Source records
↓↓↓

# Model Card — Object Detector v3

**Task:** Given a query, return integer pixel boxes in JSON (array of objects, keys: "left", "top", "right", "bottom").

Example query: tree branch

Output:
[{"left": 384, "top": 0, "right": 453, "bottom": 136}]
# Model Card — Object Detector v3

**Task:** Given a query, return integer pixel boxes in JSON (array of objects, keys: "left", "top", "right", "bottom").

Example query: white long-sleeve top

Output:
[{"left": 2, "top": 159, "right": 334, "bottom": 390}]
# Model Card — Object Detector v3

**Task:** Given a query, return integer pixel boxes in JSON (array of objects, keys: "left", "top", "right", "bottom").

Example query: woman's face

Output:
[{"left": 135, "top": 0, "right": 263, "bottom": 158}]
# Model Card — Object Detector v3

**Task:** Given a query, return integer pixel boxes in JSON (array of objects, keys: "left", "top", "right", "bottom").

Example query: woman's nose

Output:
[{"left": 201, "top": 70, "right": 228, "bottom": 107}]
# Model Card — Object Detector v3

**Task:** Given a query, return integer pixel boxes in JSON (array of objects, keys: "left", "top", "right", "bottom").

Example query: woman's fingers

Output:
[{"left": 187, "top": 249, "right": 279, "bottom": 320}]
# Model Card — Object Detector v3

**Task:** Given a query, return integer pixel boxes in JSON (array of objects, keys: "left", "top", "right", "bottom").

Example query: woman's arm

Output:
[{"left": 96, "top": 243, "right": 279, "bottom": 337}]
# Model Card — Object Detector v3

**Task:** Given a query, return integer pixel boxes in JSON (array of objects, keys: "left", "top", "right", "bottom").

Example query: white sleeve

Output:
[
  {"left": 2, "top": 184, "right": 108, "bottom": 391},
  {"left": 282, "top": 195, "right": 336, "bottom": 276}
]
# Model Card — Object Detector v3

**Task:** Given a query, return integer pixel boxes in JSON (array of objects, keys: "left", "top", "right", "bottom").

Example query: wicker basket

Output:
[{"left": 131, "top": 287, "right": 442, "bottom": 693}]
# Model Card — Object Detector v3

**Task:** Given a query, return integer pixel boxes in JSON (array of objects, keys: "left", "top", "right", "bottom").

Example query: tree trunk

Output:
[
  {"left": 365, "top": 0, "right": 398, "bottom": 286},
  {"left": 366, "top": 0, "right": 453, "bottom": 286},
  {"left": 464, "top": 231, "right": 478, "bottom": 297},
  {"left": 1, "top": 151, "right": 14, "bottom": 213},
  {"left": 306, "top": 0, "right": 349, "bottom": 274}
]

↑↑↑

_Prompt_
Extract every line of the data above that contains the string "white", and copy each one unchanged.

_Output below_
Example query: white long-sleeve top
Example query: white sleeve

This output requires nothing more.